* [Goal of the exercise] Only the lines below starting at the one that contains "Target: gloved hand" and ending at the one that contains "[[86, 304], [433, 558], [662, 431], [730, 623]]" are to be reproduced, exactly and with both ends kept.

* [Data provided]
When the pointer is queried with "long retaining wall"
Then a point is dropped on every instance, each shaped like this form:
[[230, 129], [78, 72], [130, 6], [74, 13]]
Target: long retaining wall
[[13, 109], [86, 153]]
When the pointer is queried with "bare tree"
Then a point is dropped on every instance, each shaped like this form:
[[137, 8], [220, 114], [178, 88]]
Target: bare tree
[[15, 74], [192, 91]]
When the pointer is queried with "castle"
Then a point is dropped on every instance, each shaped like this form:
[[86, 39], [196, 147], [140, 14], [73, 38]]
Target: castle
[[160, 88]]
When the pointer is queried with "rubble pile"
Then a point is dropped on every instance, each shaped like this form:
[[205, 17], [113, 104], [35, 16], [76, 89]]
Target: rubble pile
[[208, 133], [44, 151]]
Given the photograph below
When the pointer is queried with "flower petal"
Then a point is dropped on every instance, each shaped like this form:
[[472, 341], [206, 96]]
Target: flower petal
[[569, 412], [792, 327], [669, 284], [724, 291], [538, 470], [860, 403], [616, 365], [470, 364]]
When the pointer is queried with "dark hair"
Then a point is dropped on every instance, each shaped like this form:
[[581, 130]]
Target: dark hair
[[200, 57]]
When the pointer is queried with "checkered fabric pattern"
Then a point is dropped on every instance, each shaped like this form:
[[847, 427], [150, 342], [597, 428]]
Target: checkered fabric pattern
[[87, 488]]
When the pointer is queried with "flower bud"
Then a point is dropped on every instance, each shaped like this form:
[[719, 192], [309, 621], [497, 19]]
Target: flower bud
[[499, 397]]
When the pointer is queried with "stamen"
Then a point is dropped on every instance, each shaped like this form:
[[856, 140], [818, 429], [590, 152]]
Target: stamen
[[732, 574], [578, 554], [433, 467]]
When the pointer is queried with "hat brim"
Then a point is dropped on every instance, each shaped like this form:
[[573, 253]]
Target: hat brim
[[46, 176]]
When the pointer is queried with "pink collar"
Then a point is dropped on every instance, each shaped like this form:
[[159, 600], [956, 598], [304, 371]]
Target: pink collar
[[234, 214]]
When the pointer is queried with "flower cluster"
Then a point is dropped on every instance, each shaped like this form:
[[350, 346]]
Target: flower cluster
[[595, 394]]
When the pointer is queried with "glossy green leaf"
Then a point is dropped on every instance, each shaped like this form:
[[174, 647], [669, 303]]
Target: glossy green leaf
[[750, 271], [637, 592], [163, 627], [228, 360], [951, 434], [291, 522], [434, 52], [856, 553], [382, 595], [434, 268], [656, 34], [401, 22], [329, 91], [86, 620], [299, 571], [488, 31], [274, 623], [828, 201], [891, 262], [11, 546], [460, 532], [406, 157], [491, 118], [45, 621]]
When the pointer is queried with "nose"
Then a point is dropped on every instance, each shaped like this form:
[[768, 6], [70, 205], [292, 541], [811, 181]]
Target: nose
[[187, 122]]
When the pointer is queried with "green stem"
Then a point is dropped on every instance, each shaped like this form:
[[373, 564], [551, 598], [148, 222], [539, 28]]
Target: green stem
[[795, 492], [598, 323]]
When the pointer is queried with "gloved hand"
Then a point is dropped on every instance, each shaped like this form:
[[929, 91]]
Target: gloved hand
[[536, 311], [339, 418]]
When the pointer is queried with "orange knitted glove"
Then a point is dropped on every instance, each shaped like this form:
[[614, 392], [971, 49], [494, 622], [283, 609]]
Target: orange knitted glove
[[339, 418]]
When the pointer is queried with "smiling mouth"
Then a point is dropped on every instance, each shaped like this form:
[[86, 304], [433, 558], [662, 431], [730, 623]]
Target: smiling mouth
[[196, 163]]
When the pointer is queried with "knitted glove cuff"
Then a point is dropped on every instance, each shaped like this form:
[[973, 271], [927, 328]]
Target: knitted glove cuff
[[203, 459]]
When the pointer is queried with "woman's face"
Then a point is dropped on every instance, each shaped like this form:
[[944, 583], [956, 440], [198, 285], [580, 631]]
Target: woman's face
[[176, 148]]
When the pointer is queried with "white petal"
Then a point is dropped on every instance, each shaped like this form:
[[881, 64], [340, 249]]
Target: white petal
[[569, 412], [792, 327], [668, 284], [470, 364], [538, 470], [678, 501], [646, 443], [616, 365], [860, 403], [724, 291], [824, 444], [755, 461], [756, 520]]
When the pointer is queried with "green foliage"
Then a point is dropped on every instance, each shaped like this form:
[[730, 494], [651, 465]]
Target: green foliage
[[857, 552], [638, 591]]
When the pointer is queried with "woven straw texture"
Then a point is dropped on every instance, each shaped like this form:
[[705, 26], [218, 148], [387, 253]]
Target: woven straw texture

* [Task response]
Target: gloved hand
[[536, 311], [339, 418]]
When the pointer is queried with "orange knitted glove"
Then a point is dropped on every instance, each shaped like this form:
[[614, 392], [971, 49], [494, 622], [283, 609]]
Target: orange knitted glove
[[339, 418]]
When the pointer is queried with "smiling mouth"
Then a point is dropped on every instance, each shaped like this form:
[[86, 304], [433, 558], [662, 431], [730, 623]]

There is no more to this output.